SOURCE EXTRACT -
----------------------------------------

Re: Fwd: PyArrow Using Parquet V2

Prem Sahoo Wed, 24 Apr 2024 12:51:15 -0700

I tried with this option but spark is not creating V2 parquet. as I can
still see "format_version: 1.0" . I think it needs something else too.


On Wed, Apr 24, 2024 at 12:33 PM Adam Lippai <a...@rigo.sk> wrote:

> It supports writing v2, but defaults to v1.
> hadoopConfiguration.set(“parquet.writer.version”, “v2”)
>
> Best regards,
> Adam Lippai
>
>
> On Wed, Apr 24, 2024 at 11:40 Prem Sahoo <prem.re...@gmail.com> wrote:
>
> > They do support Reading of Parquet V2 , but writing is not supported by
> > Spark for V2.
> >
> > On Wed, Apr 24, 2024 at 11:10 AM Adam Lippai <a...@rigo.sk> wrote:
> >
> > > Hi Wes,
> > >
> > > As far as I remember hive, spark, impala, duckdb or even proprietary
> > > systems like hyper, Vertica all support reading data page v2 now. The
> > most
> > > recent column encodings (BYTE_STREAM_SPLIT) might be missing, but
> overall
> > > the support seems much better than a year or two ago.
> > >
> > > Best regards,
> > > Adam Lippai
> > >
> > > On Wed, Apr 24, 2024 at 10:51 Wes McKinney <wesmck...@gmail.com>
> wrote:
> > >
> > > > I think there is confusion about the Parquet "V2" (including the V2
> > data
> > > > pages, and other details) and the 2.x.y releases of the format
> library
> > > > artifact. They aren't the same unfortunately. I don't think the V2
> > > metadata
> > > > structures (the data pages in particular, and new column encoding) is
> > > > widely adopted / readable.

----------------------------------------

INFORMATION SUPPLIED -
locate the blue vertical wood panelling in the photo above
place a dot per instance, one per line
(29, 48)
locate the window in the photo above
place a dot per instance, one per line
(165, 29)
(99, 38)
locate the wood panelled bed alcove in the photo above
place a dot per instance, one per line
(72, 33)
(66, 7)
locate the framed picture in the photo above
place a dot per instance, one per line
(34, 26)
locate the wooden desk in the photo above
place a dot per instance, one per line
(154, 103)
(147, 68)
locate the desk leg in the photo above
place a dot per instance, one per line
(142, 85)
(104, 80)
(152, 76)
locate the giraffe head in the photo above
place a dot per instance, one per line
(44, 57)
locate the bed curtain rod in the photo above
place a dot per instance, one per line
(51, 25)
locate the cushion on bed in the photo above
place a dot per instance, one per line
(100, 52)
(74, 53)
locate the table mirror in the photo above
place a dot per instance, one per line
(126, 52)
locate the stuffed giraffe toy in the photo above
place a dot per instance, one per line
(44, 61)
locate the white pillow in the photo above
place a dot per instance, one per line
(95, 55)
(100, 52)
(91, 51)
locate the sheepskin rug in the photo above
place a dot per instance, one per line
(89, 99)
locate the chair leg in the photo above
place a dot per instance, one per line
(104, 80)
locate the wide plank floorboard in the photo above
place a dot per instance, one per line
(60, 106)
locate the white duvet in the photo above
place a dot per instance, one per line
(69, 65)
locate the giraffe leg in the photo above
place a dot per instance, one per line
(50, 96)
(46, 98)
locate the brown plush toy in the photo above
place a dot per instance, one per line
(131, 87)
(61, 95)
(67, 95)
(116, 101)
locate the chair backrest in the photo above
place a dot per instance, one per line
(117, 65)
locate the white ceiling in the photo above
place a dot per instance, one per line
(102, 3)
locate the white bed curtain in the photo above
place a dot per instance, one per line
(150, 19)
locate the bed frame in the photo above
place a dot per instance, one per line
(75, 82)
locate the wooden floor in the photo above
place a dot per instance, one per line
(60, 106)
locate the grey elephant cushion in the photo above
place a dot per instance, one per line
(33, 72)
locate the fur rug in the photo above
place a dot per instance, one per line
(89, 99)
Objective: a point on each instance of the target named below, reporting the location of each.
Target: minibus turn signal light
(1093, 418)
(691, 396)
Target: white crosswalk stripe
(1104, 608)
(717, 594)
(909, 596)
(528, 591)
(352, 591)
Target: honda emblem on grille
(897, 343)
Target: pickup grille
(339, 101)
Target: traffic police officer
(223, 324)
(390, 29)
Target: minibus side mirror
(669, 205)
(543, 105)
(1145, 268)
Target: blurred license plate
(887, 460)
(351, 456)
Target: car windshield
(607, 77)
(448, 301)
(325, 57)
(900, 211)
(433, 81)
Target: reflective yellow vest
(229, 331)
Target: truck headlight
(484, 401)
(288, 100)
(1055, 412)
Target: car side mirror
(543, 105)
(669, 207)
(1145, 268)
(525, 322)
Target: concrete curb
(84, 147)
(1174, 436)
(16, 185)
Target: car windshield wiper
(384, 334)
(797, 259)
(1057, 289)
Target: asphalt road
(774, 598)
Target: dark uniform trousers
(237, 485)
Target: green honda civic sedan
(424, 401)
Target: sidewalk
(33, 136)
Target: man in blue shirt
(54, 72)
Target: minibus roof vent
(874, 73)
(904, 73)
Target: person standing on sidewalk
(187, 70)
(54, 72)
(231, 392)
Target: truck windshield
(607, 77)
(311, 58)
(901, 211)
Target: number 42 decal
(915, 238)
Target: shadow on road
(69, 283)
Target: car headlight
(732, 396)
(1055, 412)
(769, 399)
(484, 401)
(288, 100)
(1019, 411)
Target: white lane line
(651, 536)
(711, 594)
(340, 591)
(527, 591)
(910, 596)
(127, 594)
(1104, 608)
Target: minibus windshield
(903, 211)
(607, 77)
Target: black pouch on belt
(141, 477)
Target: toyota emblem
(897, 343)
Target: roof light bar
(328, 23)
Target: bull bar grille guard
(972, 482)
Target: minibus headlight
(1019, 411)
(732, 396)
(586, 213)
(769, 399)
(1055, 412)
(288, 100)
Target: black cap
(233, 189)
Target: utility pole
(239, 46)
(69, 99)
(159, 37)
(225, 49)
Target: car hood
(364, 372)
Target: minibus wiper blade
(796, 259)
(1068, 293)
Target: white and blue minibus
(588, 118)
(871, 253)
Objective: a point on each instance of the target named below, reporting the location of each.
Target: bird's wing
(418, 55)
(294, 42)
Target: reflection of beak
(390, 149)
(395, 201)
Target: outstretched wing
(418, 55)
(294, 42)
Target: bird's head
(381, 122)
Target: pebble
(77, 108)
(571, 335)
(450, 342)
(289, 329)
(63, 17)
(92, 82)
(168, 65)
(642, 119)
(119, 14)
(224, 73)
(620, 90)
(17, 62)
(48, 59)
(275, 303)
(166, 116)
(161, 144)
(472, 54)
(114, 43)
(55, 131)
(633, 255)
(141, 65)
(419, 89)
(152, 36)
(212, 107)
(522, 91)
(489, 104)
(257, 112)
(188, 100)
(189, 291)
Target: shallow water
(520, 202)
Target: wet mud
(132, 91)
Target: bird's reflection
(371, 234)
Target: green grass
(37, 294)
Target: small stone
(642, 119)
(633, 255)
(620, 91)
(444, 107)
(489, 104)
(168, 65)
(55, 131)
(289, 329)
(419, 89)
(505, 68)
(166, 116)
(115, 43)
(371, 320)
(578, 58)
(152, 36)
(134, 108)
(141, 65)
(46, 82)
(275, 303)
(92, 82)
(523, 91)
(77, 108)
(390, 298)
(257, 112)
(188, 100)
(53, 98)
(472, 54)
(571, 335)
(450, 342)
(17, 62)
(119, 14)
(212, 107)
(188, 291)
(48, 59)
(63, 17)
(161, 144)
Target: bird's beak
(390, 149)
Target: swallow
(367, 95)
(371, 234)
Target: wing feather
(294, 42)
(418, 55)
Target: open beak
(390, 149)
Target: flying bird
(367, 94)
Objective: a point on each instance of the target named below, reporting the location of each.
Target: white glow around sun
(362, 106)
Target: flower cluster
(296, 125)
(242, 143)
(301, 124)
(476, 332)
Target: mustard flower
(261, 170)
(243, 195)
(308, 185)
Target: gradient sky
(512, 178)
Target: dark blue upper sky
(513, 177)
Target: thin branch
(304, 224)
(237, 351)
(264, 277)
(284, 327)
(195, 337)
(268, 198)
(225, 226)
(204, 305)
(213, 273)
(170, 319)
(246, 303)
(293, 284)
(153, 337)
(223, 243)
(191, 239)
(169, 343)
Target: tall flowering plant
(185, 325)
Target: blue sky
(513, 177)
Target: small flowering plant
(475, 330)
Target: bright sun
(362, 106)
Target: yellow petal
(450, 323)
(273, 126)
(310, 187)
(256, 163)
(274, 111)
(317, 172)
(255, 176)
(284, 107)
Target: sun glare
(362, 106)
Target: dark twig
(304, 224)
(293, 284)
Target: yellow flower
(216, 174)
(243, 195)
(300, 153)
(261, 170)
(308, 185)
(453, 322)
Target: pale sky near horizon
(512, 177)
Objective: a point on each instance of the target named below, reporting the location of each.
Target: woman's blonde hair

----------------------------------------

REQUIRED TASKS -
(A) In the Parquet V2 email thread, which Parquet writer version does Spark use by default?
(B) Carry the Parquet V2 email thread forward from the point where it stops.
The lines have no connection to the text about Parquet V2.

EXPECTED RESPONSES -
(A) Spark defaults to writing v1.

(B)
> > > >
> > > > On Wed, Apr 24, 2024 at 9:32 AM Weston Pace <weston.p...@gmail.com>
> > > wrote:
> > > >
> > > > > > *As per Apache Parquet Community Parquet V2 is not final yet so
> it
> > is
> > > > not
> > > > > > official . They are advising not to use Parquet V2 for writing
> > > (though
> > > > > code
> > > > > > is available ) .*
> > > > >
> > > > > This would be news to me.  Parquet releases are listed (by the
> > parquet
> > > > > community) at [1]
> > > > >
> > > > > The vote to release parquet 2.10 is here: [2]
> > > > >
> > > > > Neither of these links mention anything about this being an
> > > experimental,
> > > > > unofficial, or non-finalized release.
> > > > >
> > > > > I understand your concern.  I believe your quotes are coming from
> > your
> > > > > discussion on the parquet mailing list here [3].  This
> communication
> > is
> > > > > unfortunate and confusing to me as well.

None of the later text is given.